About this task:
Without skipping anything, transcribe the listing that follows.
BEGIN
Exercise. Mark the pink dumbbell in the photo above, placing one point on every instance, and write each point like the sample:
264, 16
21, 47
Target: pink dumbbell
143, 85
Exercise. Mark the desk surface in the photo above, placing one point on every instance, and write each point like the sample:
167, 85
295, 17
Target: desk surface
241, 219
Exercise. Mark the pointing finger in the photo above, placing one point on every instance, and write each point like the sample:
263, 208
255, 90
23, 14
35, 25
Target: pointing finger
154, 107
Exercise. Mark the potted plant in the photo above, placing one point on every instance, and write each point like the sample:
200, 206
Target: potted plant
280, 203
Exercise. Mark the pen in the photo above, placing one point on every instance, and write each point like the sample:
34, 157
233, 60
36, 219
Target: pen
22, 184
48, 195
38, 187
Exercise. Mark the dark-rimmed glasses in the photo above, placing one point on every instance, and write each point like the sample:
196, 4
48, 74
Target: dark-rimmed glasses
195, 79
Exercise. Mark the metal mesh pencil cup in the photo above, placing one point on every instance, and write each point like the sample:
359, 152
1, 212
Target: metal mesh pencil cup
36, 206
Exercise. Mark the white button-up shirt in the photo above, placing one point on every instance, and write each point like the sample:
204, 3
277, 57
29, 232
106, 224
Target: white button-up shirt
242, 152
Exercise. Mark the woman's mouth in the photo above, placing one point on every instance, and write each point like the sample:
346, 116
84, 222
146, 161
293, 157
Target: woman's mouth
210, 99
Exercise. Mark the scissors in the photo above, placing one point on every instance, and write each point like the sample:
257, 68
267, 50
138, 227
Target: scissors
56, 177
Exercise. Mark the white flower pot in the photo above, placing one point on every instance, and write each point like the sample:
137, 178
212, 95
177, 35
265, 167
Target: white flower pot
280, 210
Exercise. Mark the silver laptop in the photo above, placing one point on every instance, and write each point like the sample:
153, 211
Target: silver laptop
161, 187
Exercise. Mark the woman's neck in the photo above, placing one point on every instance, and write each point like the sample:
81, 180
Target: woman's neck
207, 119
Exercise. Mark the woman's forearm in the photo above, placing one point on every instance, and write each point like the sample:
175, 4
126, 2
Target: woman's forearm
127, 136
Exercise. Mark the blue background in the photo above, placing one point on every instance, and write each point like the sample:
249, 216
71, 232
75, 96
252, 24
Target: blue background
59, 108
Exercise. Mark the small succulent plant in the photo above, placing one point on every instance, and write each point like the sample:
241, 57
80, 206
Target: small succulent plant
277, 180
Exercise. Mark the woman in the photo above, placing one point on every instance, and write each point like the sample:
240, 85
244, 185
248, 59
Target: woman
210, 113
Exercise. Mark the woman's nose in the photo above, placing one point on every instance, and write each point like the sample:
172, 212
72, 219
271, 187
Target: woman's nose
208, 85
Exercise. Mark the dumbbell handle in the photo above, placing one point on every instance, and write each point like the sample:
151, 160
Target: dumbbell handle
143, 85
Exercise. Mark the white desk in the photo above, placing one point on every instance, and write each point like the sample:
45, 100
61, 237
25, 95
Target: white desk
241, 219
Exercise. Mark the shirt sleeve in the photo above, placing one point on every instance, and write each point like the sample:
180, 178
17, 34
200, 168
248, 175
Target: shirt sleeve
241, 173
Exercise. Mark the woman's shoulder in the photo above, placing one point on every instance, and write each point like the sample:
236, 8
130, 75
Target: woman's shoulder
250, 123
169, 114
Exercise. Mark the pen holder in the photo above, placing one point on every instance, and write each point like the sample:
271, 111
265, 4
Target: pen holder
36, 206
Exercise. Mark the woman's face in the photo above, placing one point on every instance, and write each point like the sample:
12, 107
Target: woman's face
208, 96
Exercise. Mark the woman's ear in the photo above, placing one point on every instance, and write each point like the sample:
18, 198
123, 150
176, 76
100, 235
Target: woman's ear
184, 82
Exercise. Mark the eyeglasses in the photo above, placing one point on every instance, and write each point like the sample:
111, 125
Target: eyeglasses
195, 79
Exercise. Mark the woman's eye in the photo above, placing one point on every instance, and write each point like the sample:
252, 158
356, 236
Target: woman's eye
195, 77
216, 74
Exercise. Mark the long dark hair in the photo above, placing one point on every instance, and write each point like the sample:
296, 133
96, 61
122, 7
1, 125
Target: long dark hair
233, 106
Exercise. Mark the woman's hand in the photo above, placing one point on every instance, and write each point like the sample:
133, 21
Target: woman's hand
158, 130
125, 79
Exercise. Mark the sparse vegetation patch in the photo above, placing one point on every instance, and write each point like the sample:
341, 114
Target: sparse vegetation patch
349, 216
END
Task solution:
Exercise. Mark the pink dumbbell in the photo above, placing one point on every instance, and write each point like the sample:
264, 16
21, 47
Target: pink dumbbell
143, 85
Exercise. Mark the desk surface in the photo above, placing one point on every instance, and write each point like the sample:
167, 85
295, 17
Target: desk surface
241, 219
Exercise. Mark the pointing finger in the photo above, placing one point on every instance, and write each point like the sample:
263, 208
255, 90
23, 14
35, 25
Target: pointing finger
154, 107
Exercise. Mark the potted plant in the photo above, placing one point on every instance, and write each point like the sample:
200, 206
Target: potted plant
280, 203
Exercise. Mark the pen in the photo above, placing one point on every instance, and write each point like the sample:
34, 157
233, 60
36, 219
Target: pen
22, 184
48, 195
38, 187
Exercise. Mark the dark-rimmed glasses in the photo above, placing one point on every instance, and write each point like the sample:
196, 4
48, 74
Target: dark-rimmed glasses
195, 79
Exercise. Mark the metal mesh pencil cup in the photo above, placing one point on every instance, and write each point like the sample:
359, 152
1, 212
Target: metal mesh pencil cup
36, 206
Exercise. Mark the white button-up shirt in the photo above, placing one point on every instance, and write each point like the sample:
204, 3
277, 57
29, 232
106, 224
Target: white button-up shirt
242, 152
Exercise. Mark the woman's mouth in the photo above, placing one point on every instance, and write each point like the sample:
346, 116
84, 222
146, 161
293, 157
Target: woman's mouth
210, 99
Exercise. Mark the scissors in the photo above, placing one point on every instance, and write each point like the sample:
257, 68
267, 50
138, 227
Target: scissors
56, 177
Exercise. Mark the white flower pot in the photo above, placing one point on every instance, and write each point like the sample:
137, 178
212, 95
177, 35
265, 167
Target: white flower pot
280, 210
Exercise. Mark the silver laptop in the photo above, placing one point on every instance, and write each point like the sample:
153, 211
Target: silver laptop
161, 187
Exercise. Mark the woman's neck in the photo above, placing one point on every instance, and write each point like the sample:
81, 180
Target: woman's neck
207, 119
Exercise. Mark the woman's forearm in the photo above, placing one point on every instance, and write each point like the sample:
175, 4
126, 2
Target: woman's forearm
127, 136
Exercise. Mark the blue background in the photo above, placing one point on every instance, and write each point like the sample:
249, 216
71, 232
75, 96
252, 24
Target: blue background
59, 108
Exercise. Mark the small succulent plant in the photo above, placing one point on every instance, and write each point like the sample:
241, 57
80, 206
Target: small succulent plant
277, 180
Exercise. Mark the woman in the photo above, placing one point on every instance, and write each point like the sample:
240, 85
244, 185
248, 59
Target: woman
210, 113
Exercise. Mark the woman's nose in the photo above, placing one point on every instance, and write each point like the sample:
172, 212
72, 219
271, 187
Target: woman's nose
208, 85
Exercise. Mark the dumbbell handle in the photo above, placing one point on every instance, and write each point like the sample:
151, 160
Target: dumbbell handle
143, 85
Exercise. Mark the white desk in the photo above, placing one point on every instance, and write each point like the sample:
45, 100
61, 237
25, 95
Target: white desk
241, 219
Exercise. Mark the shirt sleeve in the photo above, placing one point on every instance, and write each point like the sample:
180, 178
17, 34
200, 168
248, 175
Target: shirt sleeve
241, 173
Exercise. Mark the woman's shoulder in the photo above, placing one point on every instance, and write each point like the sample:
236, 8
130, 75
Target: woman's shoulder
250, 123
169, 114
Exercise. Mark the pen holder in the photo above, placing one point on every instance, and write each point like the sample:
271, 111
265, 4
Target: pen holder
36, 206
Exercise. Mark the woman's face in the photo above, placing one point on every instance, and write each point like the sample:
12, 107
Target: woman's face
208, 96
Exercise. Mark the woman's ear in the photo above, placing one point on every instance, and write each point like the sample:
18, 198
123, 150
176, 76
100, 235
Target: woman's ear
184, 82
Exercise. Mark the eyeglasses in the photo above, placing one point on every instance, and write each point like the sample:
111, 125
Target: eyeglasses
195, 79
Exercise. Mark the woman's eye in the photo above, placing one point on every instance, and write each point like the sample:
252, 158
356, 236
Target: woman's eye
195, 77
216, 74
Exercise. Mark the long dark hair in the photo above, placing one point on every instance, and write each point like the sample:
296, 133
96, 61
122, 7
1, 125
Target: long dark hair
233, 106
Exercise. Mark the woman's hand in the photo above, placing one point on every instance, and write each point like the sample:
133, 21
Target: woman's hand
158, 130
125, 79
Exercise. Mark the sparse vegetation patch in the photo above, placing one point on every instance, and write each point like the sample:
341, 114
Target: sparse vegetation patch
349, 216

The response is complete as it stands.